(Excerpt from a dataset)
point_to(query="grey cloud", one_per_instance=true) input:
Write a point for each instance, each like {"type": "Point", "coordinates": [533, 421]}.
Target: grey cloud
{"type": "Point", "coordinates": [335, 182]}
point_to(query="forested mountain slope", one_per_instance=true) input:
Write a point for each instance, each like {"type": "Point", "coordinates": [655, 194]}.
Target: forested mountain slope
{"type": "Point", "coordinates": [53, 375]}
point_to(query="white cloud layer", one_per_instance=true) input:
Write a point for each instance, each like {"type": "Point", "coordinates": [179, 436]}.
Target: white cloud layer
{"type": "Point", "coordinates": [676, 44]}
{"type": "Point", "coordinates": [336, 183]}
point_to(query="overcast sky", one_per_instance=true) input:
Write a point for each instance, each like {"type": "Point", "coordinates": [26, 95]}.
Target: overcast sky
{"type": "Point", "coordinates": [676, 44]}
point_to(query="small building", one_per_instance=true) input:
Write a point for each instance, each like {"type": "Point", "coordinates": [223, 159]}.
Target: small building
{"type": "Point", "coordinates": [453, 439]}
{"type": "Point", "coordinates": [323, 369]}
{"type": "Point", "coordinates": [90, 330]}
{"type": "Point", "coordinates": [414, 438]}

==

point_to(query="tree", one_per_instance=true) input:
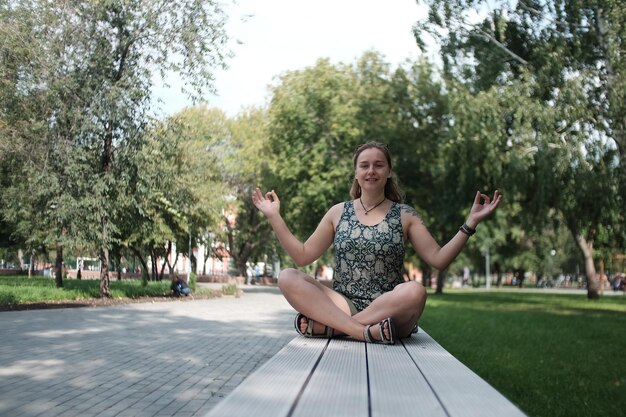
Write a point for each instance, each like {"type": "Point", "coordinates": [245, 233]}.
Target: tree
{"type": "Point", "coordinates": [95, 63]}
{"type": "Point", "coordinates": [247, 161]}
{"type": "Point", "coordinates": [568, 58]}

What you should do ::
Find every line in the listing above that contains the word "forested", and copy each of those lines.

Solution below ::
point_to(query="forested mountain slope", one_per_instance=true) input:
Target: forested mountain slope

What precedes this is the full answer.